SUPPLIED TEXT:
----
After a traumatic blindside learned he actually just was emotionally cheating w his ex
I’m 25f he’s 31m
Yeah so very long painful story short I was in a relationship with the man I thought was made for me.
I was happy with him and did not see us ending. He claims he felt the same, in the beginning on the relationship he was not completely over his ex he felt she was the one that got away, he then later assured me up and down she was not and that his feelings changed. We then became official and had a lovely relationship. He said to friends and to myself he felt I was the one too.
In the beginning of April he said he wasn't going anywhere was here for the long term etc etc (2 yrs in atp) and then toward the end of April he had a doubt about if he can see a future w me and him and this same ex began to text as she reached out to him after her own break up. He was texting her, admitted to having the feelings of her being the one that got away return and still dating me fully as if nothing was changing behind the scenes.
----
RECORD EXCERPTS:
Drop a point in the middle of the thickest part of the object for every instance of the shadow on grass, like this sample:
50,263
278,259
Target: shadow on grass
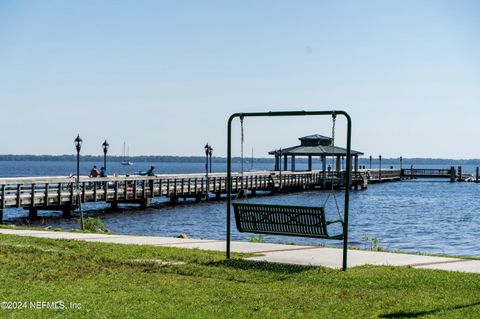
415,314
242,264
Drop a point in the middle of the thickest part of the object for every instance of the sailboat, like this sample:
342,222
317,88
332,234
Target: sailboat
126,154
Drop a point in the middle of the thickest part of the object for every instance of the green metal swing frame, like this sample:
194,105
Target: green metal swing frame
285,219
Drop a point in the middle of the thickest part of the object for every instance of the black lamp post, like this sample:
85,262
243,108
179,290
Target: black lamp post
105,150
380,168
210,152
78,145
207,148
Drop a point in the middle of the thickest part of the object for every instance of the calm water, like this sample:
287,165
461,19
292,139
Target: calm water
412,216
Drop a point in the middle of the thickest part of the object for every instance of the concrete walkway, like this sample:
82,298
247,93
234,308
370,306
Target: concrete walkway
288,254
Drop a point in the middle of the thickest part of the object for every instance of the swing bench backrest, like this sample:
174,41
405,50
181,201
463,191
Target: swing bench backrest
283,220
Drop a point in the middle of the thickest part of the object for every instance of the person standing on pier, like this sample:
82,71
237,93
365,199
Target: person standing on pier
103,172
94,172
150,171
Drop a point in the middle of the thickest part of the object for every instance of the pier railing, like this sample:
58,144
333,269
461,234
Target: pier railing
----
REQUIRED ACTION A:
From the relationship post, answer each:
(i) What ages are given for the writer and for him?
(ii) By April, how long had the two been together?
(iii) When did the ex reach out to him?
REQUIRED ACTION B: Write the next part of the relationship post, picking up after its final sentence.
The data has no connection to the post about the relationship.

YOUR RESPONSE A:
(i) The writer is 25 and he is 31.
(ii) Two years.
(iii) After her own breakup.

YOUR RESPONSE B:
All of this came out after he gave me the worst blindside i could imagine just absolutely traumatic break up saying we would get back together and that he needs to focus on therapy and being an avoidant attachment style and all this bullshit. Later it comes out that while that was minimally true it was largely just that he feels he needed to explore things with his ex.
I feel absolutely emotionally cheated on. Disrespected and besides myself.
She was such an insecurity and he reassured me so many times in the beginning and I just. Omg. I have never wanted to be right less but there it is and I was right and I cannot sleep because when I close my eyes I just see them. I see her. I see this life of his that doesn't even seem like totally the same person he was with me. Idk if this is cheating but it feels like it. How the heck do I sleep and calm down?